=== DATA ===
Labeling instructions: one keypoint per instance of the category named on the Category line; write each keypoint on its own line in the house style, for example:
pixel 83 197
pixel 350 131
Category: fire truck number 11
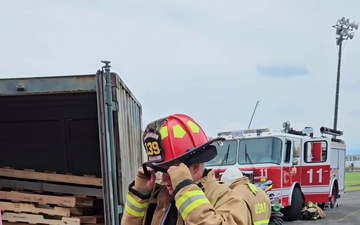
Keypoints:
pixel 263 172
pixel 310 172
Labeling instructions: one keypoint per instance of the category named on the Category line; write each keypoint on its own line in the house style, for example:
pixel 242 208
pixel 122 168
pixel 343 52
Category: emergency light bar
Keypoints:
pixel 325 130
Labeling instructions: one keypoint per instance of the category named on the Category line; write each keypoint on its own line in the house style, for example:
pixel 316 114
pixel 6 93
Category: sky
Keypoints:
pixel 212 60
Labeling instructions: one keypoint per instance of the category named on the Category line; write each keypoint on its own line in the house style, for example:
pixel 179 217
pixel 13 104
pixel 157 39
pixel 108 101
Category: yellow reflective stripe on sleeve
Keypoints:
pixel 189 201
pixel 135 208
pixel 262 222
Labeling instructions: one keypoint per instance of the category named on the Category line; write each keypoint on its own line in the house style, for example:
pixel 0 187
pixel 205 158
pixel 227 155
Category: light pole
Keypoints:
pixel 343 32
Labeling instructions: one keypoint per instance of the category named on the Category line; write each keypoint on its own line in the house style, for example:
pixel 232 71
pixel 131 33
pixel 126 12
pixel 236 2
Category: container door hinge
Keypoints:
pixel 115 107
pixel 120 209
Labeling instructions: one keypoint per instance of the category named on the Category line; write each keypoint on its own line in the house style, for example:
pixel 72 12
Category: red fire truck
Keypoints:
pixel 302 167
===
- _TASK GOAL_
Nothing but the lines from the one with "pixel 13 104" through the final line of the data above should be output, exactly as written.

- _RESULT BELOW_
pixel 13 104
pixel 157 39
pixel 108 101
Category: yellow reflective stripe on sleeve
Keypoints:
pixel 189 201
pixel 135 208
pixel 262 222
Labeling instructions: one keypoint per instance of the category named on the Category line; write each keypoint on its own line in the house style, for example:
pixel 0 187
pixel 205 158
pixel 227 155
Category: light pole
Keypoints:
pixel 343 32
Labeling instructions: one keypoint per instance of the category named on the Category line; write each keypoint on its own line in the house style, for example:
pixel 232 71
pixel 131 33
pixel 126 12
pixel 236 2
Category: container door hinge
Keypoints:
pixel 115 107
pixel 120 209
Labeling instructions: one keypoint per instance of the category named on the Category line; write each keypoint on its own line in the house style, for example:
pixel 72 12
Category: red fire truck
Keypoints:
pixel 302 167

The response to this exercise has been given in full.